◆ Aim of the exercise
Reproduce word for word the part of the records below that begins with the line containing "The component shall return one point per instance of the garage" and runs through the end of the records, including both the first and last lines.

═══ Data supplied ═══

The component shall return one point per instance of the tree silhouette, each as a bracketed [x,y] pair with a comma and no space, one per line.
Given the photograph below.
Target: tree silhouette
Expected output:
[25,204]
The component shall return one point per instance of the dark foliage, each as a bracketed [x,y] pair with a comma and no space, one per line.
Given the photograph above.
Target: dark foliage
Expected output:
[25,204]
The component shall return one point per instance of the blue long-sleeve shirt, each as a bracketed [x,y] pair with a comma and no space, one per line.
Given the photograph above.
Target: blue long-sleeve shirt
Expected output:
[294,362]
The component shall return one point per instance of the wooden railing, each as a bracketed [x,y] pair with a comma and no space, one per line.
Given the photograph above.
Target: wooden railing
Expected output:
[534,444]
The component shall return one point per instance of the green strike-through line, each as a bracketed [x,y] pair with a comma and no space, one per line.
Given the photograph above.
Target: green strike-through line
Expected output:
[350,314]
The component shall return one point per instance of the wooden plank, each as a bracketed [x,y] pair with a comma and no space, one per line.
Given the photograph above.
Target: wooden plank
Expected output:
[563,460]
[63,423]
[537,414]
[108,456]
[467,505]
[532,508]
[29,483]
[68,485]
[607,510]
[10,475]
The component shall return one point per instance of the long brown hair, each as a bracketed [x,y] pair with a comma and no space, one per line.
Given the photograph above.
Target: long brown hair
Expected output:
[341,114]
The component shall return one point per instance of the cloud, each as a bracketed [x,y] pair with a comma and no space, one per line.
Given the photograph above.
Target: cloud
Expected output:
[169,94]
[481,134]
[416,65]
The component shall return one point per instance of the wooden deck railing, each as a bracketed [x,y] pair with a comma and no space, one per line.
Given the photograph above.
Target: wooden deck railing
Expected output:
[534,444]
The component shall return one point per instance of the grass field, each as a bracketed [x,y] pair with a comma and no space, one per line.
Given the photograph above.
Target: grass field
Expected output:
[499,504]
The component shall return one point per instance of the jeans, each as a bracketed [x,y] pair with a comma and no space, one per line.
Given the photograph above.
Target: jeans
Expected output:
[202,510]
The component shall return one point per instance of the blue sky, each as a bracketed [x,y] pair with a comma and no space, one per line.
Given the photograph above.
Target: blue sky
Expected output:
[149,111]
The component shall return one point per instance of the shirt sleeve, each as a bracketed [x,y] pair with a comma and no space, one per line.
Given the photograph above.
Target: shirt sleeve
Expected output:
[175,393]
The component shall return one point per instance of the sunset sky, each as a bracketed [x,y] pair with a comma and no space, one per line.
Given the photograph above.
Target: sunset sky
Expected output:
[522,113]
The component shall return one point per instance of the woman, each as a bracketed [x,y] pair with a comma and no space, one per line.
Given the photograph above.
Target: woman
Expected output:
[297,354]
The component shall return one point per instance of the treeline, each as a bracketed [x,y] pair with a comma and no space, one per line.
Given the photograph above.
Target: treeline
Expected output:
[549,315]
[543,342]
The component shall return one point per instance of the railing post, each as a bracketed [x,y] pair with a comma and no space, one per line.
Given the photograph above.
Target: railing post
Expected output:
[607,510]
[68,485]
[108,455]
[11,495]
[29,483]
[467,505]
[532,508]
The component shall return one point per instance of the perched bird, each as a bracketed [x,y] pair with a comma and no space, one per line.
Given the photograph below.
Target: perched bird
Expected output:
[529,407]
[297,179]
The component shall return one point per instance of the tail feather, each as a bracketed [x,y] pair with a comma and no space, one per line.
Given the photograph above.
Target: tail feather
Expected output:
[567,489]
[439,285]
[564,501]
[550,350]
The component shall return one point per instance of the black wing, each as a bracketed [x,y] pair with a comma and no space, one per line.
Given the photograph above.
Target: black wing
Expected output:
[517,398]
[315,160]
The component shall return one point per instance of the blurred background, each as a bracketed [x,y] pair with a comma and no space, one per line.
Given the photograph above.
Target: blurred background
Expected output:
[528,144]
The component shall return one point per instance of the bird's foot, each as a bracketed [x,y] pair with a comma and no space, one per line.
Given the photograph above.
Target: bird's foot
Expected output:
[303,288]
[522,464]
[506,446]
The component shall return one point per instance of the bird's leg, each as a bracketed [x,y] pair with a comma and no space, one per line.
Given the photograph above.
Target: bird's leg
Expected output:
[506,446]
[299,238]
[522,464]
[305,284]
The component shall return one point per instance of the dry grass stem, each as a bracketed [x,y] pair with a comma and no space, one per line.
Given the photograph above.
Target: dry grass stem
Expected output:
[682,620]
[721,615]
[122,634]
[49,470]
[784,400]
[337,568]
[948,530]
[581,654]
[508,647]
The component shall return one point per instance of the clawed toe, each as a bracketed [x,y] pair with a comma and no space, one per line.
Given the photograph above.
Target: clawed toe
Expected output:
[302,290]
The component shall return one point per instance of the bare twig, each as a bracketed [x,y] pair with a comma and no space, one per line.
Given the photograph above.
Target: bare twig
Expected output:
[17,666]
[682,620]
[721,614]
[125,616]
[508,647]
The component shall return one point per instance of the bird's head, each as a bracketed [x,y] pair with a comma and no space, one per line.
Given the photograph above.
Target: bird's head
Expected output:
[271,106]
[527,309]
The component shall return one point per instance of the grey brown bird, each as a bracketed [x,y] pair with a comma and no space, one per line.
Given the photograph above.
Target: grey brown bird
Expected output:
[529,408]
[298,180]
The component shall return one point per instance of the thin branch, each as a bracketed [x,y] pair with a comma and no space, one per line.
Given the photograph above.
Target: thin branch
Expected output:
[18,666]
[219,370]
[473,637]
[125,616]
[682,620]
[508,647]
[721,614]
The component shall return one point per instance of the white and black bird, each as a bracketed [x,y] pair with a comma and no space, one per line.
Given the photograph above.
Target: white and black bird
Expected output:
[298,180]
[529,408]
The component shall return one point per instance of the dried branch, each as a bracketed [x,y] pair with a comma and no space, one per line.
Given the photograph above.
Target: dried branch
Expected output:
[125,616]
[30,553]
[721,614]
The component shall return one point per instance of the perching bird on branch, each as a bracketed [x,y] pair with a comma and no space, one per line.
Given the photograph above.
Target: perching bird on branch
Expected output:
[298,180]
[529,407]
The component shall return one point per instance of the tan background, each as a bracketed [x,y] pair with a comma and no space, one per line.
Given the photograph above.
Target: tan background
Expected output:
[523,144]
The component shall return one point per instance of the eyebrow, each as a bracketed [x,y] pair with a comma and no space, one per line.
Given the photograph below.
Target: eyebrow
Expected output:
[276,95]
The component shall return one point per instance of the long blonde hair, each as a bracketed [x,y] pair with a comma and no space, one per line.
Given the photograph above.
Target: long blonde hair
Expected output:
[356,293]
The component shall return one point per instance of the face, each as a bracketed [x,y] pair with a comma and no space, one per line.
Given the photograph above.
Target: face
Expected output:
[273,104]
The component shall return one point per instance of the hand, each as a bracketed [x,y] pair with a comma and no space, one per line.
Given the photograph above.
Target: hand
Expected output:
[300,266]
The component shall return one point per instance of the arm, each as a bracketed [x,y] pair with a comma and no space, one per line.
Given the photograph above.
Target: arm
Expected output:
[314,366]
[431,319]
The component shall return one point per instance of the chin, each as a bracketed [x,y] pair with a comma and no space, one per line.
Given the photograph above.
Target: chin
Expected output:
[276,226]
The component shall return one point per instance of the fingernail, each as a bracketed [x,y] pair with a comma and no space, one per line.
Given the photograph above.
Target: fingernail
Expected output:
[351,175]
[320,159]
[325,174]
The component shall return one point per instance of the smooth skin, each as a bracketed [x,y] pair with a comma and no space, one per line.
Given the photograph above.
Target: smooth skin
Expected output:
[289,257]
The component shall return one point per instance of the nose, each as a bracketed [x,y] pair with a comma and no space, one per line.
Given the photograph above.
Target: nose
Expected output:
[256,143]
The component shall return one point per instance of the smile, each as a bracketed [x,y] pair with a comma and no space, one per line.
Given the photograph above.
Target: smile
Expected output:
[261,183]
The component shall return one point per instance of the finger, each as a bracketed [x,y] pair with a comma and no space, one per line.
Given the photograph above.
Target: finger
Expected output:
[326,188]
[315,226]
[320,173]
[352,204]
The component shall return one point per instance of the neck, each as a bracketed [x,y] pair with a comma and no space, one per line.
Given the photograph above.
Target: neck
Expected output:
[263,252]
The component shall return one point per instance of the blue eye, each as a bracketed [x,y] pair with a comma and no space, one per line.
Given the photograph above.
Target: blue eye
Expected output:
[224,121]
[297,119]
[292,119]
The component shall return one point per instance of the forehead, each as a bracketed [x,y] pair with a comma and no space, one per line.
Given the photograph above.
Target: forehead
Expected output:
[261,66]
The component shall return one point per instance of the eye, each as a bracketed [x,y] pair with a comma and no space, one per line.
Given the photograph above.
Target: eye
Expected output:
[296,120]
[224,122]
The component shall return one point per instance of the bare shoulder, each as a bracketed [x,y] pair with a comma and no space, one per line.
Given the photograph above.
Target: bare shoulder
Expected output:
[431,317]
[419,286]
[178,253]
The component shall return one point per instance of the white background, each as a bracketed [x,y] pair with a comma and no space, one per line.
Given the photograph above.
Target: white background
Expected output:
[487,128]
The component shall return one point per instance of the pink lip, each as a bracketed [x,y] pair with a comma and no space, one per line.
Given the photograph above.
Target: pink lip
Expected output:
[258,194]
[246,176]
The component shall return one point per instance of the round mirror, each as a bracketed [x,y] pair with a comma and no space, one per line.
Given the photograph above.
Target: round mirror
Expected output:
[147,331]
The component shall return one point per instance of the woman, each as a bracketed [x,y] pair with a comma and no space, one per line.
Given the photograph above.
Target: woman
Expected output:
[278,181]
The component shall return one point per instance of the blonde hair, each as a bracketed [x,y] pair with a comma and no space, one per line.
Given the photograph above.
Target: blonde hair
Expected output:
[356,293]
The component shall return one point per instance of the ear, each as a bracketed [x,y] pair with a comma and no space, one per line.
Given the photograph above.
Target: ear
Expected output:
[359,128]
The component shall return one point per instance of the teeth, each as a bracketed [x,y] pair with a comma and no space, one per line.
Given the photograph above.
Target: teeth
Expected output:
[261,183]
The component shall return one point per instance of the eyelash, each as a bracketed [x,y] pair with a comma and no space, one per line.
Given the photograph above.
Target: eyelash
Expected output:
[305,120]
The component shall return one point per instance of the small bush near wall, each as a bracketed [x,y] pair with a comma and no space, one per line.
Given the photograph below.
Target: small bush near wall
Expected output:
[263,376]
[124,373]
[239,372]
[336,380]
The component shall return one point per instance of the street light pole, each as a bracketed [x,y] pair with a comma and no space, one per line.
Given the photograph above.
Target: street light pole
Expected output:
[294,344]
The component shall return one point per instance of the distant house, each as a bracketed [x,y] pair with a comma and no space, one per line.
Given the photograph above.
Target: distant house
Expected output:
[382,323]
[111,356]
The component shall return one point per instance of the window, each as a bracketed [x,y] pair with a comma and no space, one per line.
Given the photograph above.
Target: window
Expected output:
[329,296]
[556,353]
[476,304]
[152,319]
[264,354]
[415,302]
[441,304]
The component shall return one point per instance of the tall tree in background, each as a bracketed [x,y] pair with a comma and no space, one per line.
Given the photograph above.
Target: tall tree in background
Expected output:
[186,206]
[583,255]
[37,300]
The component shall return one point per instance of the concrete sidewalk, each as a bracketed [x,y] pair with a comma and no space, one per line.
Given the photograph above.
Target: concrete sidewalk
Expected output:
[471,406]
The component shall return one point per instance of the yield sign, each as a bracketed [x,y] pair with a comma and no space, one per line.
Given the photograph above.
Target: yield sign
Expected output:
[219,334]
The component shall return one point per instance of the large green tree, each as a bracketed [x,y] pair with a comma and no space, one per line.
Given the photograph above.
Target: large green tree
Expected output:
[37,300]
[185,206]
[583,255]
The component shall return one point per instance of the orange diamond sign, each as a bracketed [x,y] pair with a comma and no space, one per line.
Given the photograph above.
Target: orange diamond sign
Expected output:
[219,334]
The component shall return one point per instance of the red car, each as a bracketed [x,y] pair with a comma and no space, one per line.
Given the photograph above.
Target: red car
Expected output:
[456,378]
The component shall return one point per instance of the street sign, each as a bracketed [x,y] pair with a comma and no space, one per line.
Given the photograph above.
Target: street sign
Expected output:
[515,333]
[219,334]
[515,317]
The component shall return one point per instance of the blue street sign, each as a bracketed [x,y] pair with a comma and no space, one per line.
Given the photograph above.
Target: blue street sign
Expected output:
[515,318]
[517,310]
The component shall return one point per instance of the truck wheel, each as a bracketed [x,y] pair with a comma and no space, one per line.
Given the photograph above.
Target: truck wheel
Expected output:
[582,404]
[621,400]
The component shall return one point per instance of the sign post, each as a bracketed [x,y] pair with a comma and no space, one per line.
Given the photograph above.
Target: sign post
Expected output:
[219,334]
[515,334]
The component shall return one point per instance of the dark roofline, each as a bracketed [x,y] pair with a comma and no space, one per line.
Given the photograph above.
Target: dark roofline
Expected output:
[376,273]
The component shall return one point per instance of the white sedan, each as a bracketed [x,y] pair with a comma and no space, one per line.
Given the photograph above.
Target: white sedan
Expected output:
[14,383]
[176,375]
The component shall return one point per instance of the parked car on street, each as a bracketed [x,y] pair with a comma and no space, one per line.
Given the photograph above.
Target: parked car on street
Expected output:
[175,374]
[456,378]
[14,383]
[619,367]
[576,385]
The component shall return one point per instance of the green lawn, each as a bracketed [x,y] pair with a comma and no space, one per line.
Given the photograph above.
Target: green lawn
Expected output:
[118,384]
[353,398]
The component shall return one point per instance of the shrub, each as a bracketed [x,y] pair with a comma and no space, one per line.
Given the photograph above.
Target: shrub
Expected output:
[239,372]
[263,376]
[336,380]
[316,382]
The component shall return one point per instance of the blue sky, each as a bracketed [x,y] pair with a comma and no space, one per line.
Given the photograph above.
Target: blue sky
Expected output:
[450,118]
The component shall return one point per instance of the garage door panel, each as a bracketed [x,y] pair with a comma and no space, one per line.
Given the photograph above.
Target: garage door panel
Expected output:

═══

◆ Answer to the task
The component shall return one point per instance of the garage door panel, each as a bracketed [x,y] pair with a comma and no space, one per line.
Given the photograph above.
Target: garage door panel
Expected output:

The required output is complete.